Power

Prosecutions of HIV-Positive Sex Workers: Bad Human Rights and Bad Public Health

Greece has been in the news for prosecuting HIV positive sex workers and posting the  women's photographs on the Internet. The Greek health authorities and many other governments and local authorities that have taken similar actions against sex workers have both the human rights and the public health very wrong.

Greece has been in the news for prosecuting HIV positive sex workers and posting the  women’s photographs on the Internet.

In the course of our research on sex work at the Michael Kirby Centre for Public Health and Human Rights in Melbourne we have noticed that public health prosecutions and ‘naming and shaming’ of HIV positive sex workers occurs in cities and towns across the world, including in the UK and US. We are also observing a general increase in mandatory HIV testing and the emergence of various other links between medical procedures and law enforcement in the context of female sex work.

Nobody doubts that these actions violate established and fundamental human rights, including the Greek health authorities. They raise an age old discourse by claiming that the treatment of the women is subjugates human rights for valid public health considerations.

Successful HIV prevention is known to depend on a large portion of sex workers and clients using condoms and accessing STI and HIV treatment. Nobody doubts that HIV testing is crucial, especially now that there is effective ARV treatment that also significantly reduces
transmission of the virus. The strategies for increasing access to testing and treatment that have been successful are reducing the burden of criminalisation and discrimination and providing respectful services  including quality health care, information and social
support. Crucially this has to apply to migrant sex workers too.
※
■ **What you need to do**
Copy out the piece above on prosecutions of HIV-positive sex workers in full, word for word.
※
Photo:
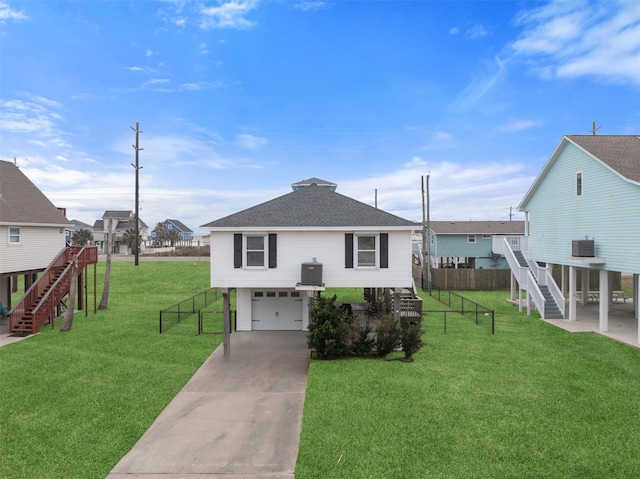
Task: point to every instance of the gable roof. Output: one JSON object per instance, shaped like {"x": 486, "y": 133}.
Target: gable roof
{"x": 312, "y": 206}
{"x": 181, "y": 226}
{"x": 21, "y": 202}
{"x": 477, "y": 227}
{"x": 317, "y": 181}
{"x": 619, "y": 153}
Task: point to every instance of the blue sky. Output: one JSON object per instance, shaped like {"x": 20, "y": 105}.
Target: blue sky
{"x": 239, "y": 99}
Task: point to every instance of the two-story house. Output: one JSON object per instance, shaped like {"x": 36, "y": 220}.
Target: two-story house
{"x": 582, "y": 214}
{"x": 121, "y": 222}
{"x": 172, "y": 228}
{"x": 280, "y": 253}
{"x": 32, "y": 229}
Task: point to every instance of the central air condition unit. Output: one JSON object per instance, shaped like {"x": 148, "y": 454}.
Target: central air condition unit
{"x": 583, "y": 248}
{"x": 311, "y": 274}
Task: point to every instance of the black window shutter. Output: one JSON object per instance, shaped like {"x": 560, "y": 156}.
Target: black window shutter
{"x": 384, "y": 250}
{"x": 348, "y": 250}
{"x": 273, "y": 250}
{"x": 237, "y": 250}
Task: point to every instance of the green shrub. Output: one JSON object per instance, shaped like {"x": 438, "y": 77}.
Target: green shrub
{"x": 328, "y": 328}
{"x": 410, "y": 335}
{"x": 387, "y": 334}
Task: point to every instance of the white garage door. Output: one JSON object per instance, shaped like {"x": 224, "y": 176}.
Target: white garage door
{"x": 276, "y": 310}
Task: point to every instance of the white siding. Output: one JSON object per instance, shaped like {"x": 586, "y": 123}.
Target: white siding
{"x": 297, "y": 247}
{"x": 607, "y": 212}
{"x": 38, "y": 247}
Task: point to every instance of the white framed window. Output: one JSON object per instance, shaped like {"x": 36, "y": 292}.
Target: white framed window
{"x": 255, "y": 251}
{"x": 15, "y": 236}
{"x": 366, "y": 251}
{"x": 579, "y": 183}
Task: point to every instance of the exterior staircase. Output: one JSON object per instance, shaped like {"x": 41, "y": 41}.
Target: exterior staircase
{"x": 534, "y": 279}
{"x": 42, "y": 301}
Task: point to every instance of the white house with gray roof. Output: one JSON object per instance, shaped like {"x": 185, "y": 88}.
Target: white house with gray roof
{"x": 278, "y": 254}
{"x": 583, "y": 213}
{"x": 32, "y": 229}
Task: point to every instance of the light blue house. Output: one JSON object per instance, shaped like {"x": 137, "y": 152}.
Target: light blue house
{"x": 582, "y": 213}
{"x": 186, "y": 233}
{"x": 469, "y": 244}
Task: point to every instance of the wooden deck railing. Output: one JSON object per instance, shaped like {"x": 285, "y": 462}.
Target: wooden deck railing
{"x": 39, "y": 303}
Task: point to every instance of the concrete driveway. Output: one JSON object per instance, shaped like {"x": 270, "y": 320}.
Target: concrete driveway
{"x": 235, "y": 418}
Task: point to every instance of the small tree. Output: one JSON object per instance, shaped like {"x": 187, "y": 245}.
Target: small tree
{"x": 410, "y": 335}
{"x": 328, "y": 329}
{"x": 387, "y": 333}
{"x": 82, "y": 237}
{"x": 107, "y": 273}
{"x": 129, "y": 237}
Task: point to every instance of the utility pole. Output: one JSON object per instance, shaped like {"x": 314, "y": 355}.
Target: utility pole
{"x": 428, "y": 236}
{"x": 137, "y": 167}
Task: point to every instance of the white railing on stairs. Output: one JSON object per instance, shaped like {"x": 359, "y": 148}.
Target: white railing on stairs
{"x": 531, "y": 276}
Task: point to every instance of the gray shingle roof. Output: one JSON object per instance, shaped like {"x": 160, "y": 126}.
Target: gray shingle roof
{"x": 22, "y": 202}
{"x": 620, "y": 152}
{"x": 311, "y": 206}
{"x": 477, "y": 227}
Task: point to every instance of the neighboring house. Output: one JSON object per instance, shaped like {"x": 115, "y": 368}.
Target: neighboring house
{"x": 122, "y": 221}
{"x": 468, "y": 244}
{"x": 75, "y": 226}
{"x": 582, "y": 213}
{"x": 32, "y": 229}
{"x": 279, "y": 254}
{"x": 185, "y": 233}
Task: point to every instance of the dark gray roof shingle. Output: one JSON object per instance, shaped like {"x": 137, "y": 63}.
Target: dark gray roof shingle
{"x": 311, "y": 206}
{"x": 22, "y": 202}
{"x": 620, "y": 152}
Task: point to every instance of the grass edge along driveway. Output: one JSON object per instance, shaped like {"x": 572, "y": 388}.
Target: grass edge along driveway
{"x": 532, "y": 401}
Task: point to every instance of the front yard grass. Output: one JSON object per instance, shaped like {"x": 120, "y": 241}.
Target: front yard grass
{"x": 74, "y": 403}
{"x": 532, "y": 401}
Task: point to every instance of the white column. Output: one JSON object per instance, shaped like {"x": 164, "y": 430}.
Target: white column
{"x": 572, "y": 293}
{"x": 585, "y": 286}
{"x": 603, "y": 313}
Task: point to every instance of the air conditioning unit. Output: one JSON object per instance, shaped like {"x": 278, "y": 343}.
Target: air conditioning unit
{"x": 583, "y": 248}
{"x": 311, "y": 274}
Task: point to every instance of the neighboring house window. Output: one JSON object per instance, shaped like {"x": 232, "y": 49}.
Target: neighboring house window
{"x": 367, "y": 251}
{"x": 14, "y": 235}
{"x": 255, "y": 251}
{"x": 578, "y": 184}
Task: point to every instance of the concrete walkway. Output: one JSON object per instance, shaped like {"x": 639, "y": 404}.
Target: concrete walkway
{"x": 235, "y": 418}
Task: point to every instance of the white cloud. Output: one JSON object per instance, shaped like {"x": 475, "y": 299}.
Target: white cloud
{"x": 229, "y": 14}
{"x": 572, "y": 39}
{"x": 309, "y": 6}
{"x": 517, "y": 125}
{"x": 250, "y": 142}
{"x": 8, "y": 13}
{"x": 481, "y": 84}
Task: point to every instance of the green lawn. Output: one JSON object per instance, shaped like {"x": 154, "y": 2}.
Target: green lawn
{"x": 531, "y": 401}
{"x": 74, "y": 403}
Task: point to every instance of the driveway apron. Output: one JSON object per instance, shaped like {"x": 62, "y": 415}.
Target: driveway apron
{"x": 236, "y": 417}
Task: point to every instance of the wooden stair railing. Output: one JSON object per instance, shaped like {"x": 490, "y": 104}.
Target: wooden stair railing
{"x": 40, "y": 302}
※
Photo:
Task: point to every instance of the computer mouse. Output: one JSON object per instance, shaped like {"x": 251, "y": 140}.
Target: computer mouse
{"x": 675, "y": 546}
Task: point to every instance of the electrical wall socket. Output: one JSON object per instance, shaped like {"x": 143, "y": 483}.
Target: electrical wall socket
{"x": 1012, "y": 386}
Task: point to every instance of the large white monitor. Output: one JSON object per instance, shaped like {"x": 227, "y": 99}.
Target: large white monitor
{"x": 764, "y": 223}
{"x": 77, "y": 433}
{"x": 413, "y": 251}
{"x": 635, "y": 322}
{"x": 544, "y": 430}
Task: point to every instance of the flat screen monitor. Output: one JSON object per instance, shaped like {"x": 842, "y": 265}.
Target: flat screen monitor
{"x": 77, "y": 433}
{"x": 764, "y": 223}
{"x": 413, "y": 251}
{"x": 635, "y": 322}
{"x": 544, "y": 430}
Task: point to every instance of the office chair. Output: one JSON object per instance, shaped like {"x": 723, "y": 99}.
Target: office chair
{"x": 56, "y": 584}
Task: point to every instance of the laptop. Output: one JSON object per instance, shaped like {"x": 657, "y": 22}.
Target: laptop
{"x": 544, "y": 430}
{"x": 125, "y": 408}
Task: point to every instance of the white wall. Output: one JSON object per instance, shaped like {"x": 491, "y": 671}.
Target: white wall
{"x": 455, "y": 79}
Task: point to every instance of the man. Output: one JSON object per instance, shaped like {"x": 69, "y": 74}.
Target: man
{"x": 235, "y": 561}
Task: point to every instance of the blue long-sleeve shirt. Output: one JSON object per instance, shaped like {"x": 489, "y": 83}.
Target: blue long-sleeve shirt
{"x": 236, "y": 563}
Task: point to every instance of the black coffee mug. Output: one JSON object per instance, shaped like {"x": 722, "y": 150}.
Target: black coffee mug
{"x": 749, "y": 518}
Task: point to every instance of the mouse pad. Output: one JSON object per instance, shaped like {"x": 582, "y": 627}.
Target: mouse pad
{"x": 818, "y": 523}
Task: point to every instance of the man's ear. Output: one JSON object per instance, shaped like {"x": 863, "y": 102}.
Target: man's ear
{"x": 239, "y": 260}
※
■ **Your solution**
Power

Prosecutions of HIV-Positive Sex Workers: Bad Human Rights and Bad Public Health

Greece has been in the news for prosecuting HIV positive sex workers and posting the  women's photographs on the Internet. The Greek health authorities and many other governments and local authorities that have taken similar actions against sex workers have both the human rights and the public health very wrong.

Greece has been in the news for prosecuting HIV positive sex workers and posting the  women’s photographs on the Internet.

In the course of our research on sex work at the Michael Kirby Centre for Public Health and Human Rights in Melbourne we have noticed that public health prosecutions and ‘naming and shaming’ of HIV positive sex workers occurs in cities and towns across the world, including in the UK and US. We are also observing a general increase in mandatory HIV testing and the emergence of various other links between medical procedures and law enforcement in the context of female sex work.

Nobody doubts that these actions violate established and fundamental human rights, including the Greek health authorities. They raise an age old discourse by claiming that the treatment of the women is subjugates human rights for valid public health considerations.

Successful HIV prevention is known to depend on a large portion of sex workers and clients using condoms and accessing STI and HIV treatment. Nobody doubts that HIV testing is crucial, especially now that there is effective ARV treatment that also significantly reduces
transmission of the virus. The strategies for increasing access to testing and treatment that have been successful are reducing the burden of criminalisation and discrimination and providing respectful services  including quality health care, information and social
support. Crucially this has to apply to migrant sex workers too.